EXERCISE OBJECTIVE → Lines from the one containing "Outline every instance of the metal" through the end of the material below should be given again exactly, with no others.

TASK INPUT →
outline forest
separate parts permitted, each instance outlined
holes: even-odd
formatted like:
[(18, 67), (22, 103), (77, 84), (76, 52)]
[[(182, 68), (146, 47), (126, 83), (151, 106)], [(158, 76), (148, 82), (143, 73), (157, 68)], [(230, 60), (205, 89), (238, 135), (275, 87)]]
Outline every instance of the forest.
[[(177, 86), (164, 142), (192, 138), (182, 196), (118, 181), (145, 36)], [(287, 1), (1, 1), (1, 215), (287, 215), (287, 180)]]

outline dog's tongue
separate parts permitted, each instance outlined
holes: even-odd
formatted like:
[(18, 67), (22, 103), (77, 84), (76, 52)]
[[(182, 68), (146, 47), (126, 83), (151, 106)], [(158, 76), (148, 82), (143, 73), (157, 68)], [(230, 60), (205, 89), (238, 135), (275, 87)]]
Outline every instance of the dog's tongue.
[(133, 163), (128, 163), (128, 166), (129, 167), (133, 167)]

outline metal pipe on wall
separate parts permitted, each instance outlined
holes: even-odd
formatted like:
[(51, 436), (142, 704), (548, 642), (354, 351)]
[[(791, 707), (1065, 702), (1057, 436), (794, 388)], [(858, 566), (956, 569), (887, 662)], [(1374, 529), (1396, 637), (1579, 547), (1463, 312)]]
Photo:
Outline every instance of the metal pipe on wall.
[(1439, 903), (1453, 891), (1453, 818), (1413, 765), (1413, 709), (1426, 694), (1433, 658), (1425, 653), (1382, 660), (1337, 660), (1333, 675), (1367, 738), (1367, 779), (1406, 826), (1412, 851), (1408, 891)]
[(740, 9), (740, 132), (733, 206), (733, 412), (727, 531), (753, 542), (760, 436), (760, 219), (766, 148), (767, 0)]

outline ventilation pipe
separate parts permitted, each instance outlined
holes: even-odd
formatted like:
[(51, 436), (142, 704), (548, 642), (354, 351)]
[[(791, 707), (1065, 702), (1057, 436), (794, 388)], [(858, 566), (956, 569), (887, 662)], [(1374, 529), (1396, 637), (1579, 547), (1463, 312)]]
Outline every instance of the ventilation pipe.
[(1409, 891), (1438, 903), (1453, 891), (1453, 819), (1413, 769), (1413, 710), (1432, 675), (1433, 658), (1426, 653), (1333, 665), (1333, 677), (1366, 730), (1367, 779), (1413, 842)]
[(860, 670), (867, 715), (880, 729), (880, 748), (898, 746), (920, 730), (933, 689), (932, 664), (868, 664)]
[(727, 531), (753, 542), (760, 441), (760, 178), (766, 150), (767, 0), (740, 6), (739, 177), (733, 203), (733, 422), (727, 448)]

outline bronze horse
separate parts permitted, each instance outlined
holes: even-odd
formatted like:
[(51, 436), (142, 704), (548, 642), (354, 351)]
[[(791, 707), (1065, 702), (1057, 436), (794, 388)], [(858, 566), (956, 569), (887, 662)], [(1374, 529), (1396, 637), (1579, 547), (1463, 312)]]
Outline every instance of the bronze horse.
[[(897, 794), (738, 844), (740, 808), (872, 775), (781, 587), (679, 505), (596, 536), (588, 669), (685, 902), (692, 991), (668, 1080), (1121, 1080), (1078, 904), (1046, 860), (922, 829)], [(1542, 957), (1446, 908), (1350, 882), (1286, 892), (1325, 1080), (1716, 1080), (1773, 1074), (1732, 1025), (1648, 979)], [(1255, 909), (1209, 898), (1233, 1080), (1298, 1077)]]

RESPONSE TO THE TASK →
Outline every instance of the metal pipe on wall.
[(1439, 903), (1453, 891), (1453, 818), (1413, 765), (1413, 709), (1426, 694), (1433, 658), (1425, 653), (1382, 660), (1337, 660), (1333, 675), (1367, 738), (1367, 779), (1406, 826), (1412, 851), (1408, 891)]
[(740, 9), (740, 132), (733, 206), (733, 412), (727, 531), (753, 542), (760, 436), (760, 219), (766, 148), (767, 0)]

outline ventilation pipe
separate parts permitted, each instance outlined
holes: even-odd
formatted like:
[(51, 436), (142, 704), (548, 642), (354, 351)]
[[(791, 707), (1065, 702), (1057, 436), (794, 388)], [(858, 566), (956, 569), (887, 662)], [(1374, 529), (1396, 637), (1579, 547), (1463, 312)]]
Outline every instance of the ventilation pipe.
[(1409, 891), (1438, 903), (1453, 891), (1453, 819), (1413, 769), (1413, 710), (1432, 675), (1433, 658), (1426, 653), (1333, 665), (1333, 677), (1366, 730), (1367, 779), (1413, 842)]
[(860, 670), (867, 715), (880, 729), (880, 748), (898, 746), (920, 730), (933, 689), (932, 664), (868, 664)]
[(727, 531), (753, 542), (760, 441), (760, 178), (766, 150), (767, 0), (740, 6), (739, 177), (733, 203), (733, 422), (727, 448)]

outline bronze horse
separate parts permitted, each instance outlined
holes: even-odd
formatted like:
[(51, 436), (142, 704), (548, 642), (354, 351)]
[[(791, 707), (1065, 702), (1057, 436), (794, 388)], [(858, 566), (956, 569), (887, 662)], [(1374, 529), (1396, 637), (1579, 547), (1463, 312)]]
Outline every instance of the bronze horse.
[[(897, 794), (738, 844), (740, 808), (872, 775), (781, 587), (679, 505), (596, 536), (588, 669), (685, 902), (692, 991), (668, 1080), (1121, 1080), (1078, 904), (1046, 860), (922, 829)], [(1542, 957), (1446, 908), (1350, 882), (1286, 892), (1325, 1080), (1716, 1080), (1773, 1074), (1732, 1025), (1648, 979)], [(1255, 909), (1209, 898), (1233, 1080), (1298, 1077)]]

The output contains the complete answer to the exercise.